[What this task involves]: Your response should consist of the entries below, reproduced exactly and without their images.
╭─ Records for the exercise
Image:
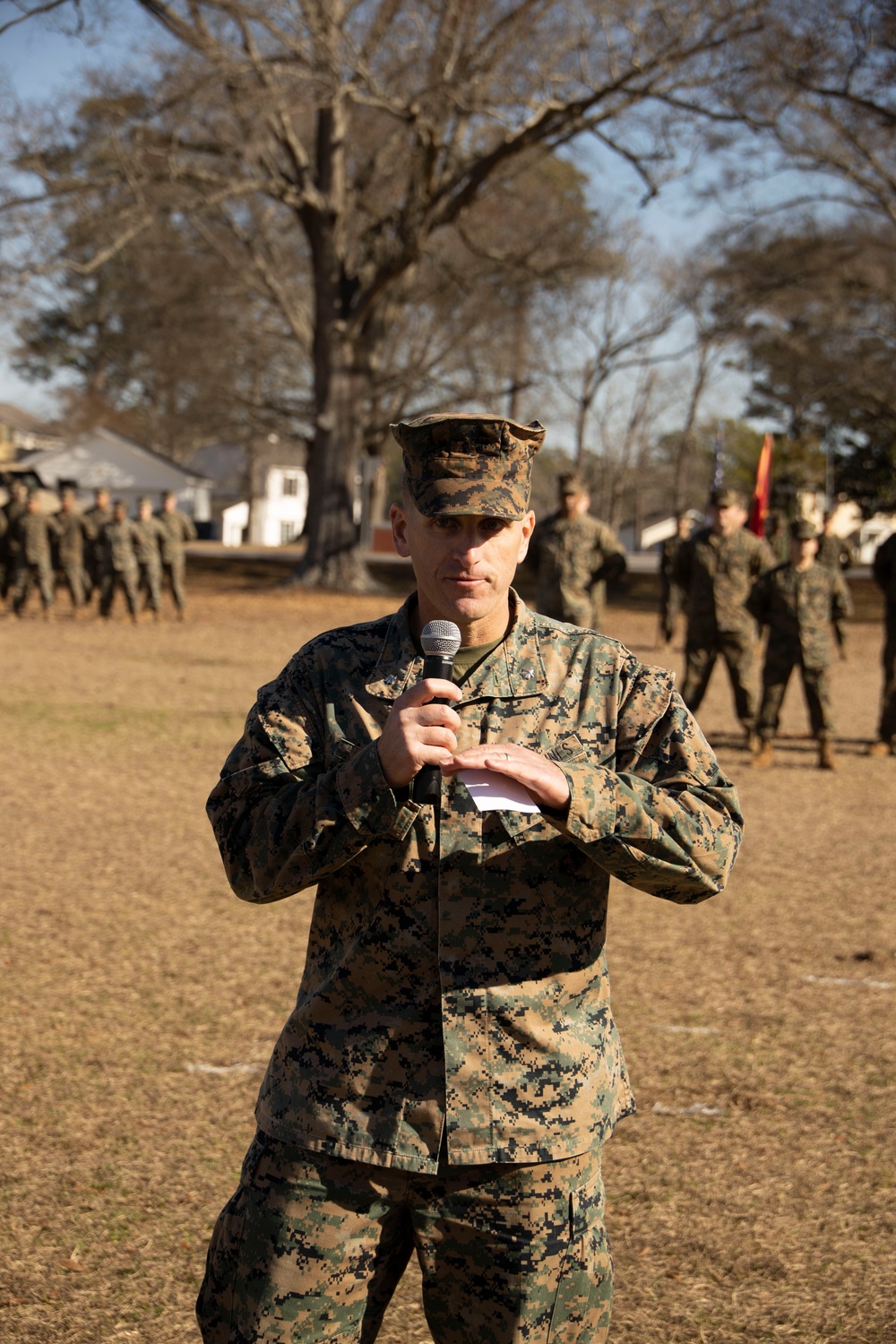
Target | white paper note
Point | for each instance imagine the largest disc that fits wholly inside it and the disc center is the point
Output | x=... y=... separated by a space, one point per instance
x=495 y=792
╰─
[Solution]:
Image:
Target | white paper note
Point | for each instance imagine the largest disc that fits wholly inside it and the disc center is the point
Output | x=... y=... separated by a space, one point per instance
x=495 y=792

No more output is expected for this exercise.